## Written problem
Rewrite the entries as a numbered list with blank lines dropped, covering everything from the line that contains "Can you find the man with" down to the line that contains "<point>139,400</point>", both included.
┌─ Excerpted data
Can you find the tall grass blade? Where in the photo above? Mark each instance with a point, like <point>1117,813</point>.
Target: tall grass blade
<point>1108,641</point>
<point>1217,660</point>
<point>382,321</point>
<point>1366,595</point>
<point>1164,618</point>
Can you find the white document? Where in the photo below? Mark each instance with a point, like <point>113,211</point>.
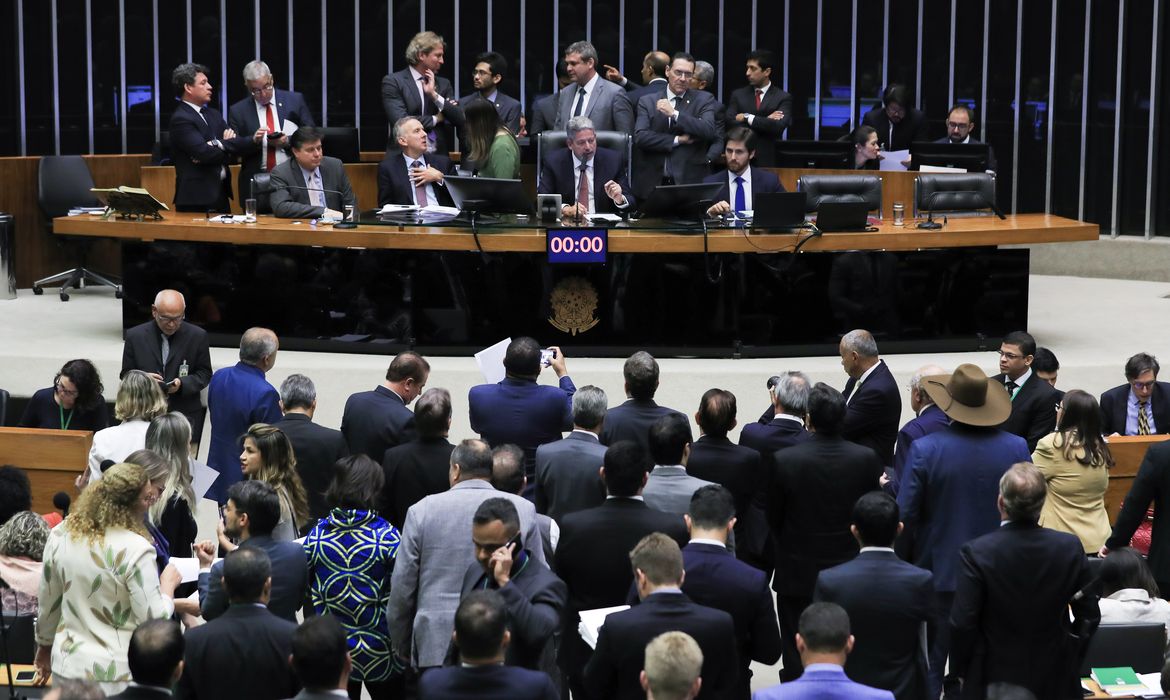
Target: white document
<point>893,159</point>
<point>490,362</point>
<point>591,622</point>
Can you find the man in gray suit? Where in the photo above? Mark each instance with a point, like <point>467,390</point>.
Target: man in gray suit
<point>669,487</point>
<point>592,96</point>
<point>569,471</point>
<point>310,185</point>
<point>435,553</point>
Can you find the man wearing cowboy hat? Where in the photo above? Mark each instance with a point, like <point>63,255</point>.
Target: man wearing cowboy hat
<point>951,486</point>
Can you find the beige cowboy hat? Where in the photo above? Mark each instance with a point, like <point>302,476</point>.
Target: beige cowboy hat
<point>968,396</point>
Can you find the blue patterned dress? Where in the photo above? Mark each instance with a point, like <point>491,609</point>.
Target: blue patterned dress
<point>351,556</point>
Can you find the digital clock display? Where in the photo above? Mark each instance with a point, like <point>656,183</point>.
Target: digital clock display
<point>577,245</point>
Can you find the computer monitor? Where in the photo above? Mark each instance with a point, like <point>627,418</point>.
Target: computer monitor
<point>814,153</point>
<point>969,157</point>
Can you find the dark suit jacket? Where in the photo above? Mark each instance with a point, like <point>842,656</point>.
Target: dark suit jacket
<point>245,653</point>
<point>810,507</point>
<point>243,119</point>
<point>414,471</point>
<point>910,129</point>
<point>486,683</point>
<point>290,577</point>
<point>889,604</point>
<point>768,131</point>
<point>613,671</point>
<point>654,141</point>
<point>198,164</point>
<point>400,98</point>
<point>394,180</point>
<point>1010,620</point>
<point>376,420</point>
<point>1033,410</point>
<point>290,200</point>
<point>1115,403</point>
<point>143,351</point>
<point>717,580</point>
<point>873,414</point>
<point>557,177</point>
<point>593,561</point>
<point>317,448</point>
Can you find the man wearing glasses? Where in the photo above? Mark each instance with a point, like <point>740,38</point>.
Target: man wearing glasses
<point>269,116</point>
<point>174,354</point>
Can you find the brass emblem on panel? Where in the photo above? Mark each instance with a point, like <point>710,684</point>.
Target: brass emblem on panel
<point>573,302</point>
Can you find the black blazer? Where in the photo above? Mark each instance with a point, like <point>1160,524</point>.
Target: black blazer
<point>317,448</point>
<point>1010,619</point>
<point>768,131</point>
<point>1033,410</point>
<point>414,471</point>
<point>243,653</point>
<point>1115,403</point>
<point>613,671</point>
<point>889,604</point>
<point>872,416</point>
<point>810,507</point>
<point>394,180</point>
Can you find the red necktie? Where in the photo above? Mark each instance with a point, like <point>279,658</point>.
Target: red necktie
<point>272,128</point>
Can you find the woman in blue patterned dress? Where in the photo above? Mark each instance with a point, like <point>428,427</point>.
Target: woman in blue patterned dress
<point>351,556</point>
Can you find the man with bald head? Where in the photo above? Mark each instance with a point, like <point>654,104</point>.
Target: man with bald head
<point>174,354</point>
<point>238,397</point>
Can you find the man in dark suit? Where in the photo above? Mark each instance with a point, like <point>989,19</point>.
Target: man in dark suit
<point>1141,406</point>
<point>487,75</point>
<point>270,110</point>
<point>418,468</point>
<point>741,182</point>
<point>310,185</point>
<point>376,420</point>
<point>316,447</point>
<point>1033,399</point>
<point>418,91</point>
<point>872,396</point>
<point>201,144</point>
<point>716,578</point>
<point>245,652</point>
<point>949,487</point>
<point>250,515</point>
<point>592,555</point>
<point>583,171</point>
<point>156,660</point>
<point>568,472</point>
<point>632,420</point>
<point>1016,589</point>
<point>482,637</point>
<point>888,602</point>
<point>762,107</point>
<point>810,502</point>
<point>174,354</point>
<point>616,666</point>
<point>895,119</point>
<point>410,175</point>
<point>673,130</point>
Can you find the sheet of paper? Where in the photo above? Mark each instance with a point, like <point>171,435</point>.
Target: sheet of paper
<point>490,362</point>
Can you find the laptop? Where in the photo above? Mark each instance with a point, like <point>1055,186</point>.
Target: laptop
<point>778,210</point>
<point>842,215</point>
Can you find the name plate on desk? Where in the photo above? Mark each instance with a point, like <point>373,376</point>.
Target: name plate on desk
<point>577,245</point>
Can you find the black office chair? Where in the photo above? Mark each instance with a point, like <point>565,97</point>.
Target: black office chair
<point>955,194</point>
<point>840,189</point>
<point>63,183</point>
<point>1140,646</point>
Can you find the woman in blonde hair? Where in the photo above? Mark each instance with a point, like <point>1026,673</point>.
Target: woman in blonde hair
<point>100,583</point>
<point>139,400</point>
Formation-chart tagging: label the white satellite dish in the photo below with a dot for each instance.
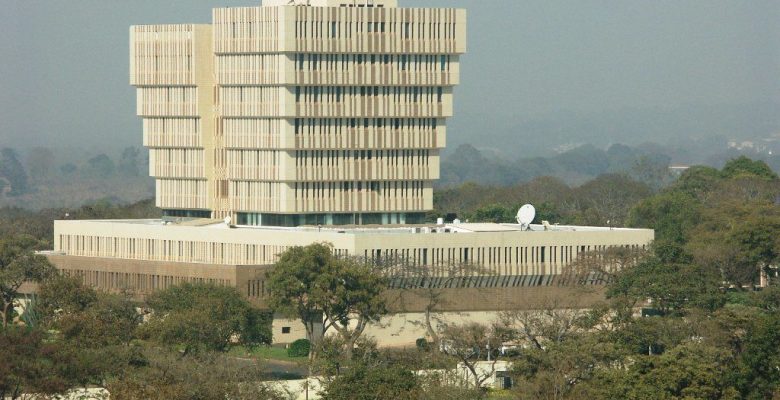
└─
## Task answer
1. Can you find the man with bald head? Where in the photo above? Mark each instance with a point, like <point>654,104</point>.
2. Target: man with bald head
3. <point>174,354</point>
4. <point>238,397</point>
5. Can you find the man in dark suit? Where in the photo above? Mark each instance with a point, like <point>989,19</point>.
6. Target: man in dark suit
7. <point>1141,406</point>
8. <point>487,75</point>
9. <point>270,110</point>
10. <point>418,468</point>
11. <point>741,182</point>
12. <point>310,185</point>
13. <point>376,420</point>
14. <point>316,447</point>
15. <point>1033,399</point>
16. <point>418,91</point>
17. <point>872,396</point>
18. <point>201,144</point>
19. <point>716,578</point>
20. <point>245,652</point>
21. <point>949,487</point>
22. <point>250,515</point>
23. <point>592,555</point>
24. <point>583,171</point>
25. <point>156,660</point>
26. <point>568,472</point>
27. <point>632,420</point>
28. <point>1016,589</point>
29. <point>482,637</point>
30. <point>888,602</point>
31. <point>762,107</point>
32. <point>810,502</point>
33. <point>174,354</point>
34. <point>616,666</point>
35. <point>895,119</point>
36. <point>410,175</point>
37. <point>673,130</point>
38. Can you find the sheet of paper? Where in the photo above? Mark each instance with a point, like <point>171,435</point>.
39. Target: sheet of paper
40. <point>490,362</point>
41. Can you find the laptop? Where in the photo above? Mark each instance with a point, like <point>1055,186</point>.
42. Target: laptop
43. <point>778,210</point>
44. <point>842,215</point>
45. Can you find the name plate on desk? Where in the photo above? Mark each instance with a point, like <point>373,376</point>.
46. Target: name plate on desk
47. <point>577,245</point>
48. Can you find the black office chair? Where in the photo above? Mark each instance with a point, like <point>565,97</point>.
49. Target: black office chair
50. <point>955,194</point>
51. <point>840,189</point>
52. <point>63,183</point>
53. <point>1140,646</point>
54. Can you find the woman in blonde hair? Where in the photo above? Mark each instance with a point, like <point>1026,673</point>.
55. Target: woman in blonde hair
56. <point>100,583</point>
57. <point>139,400</point>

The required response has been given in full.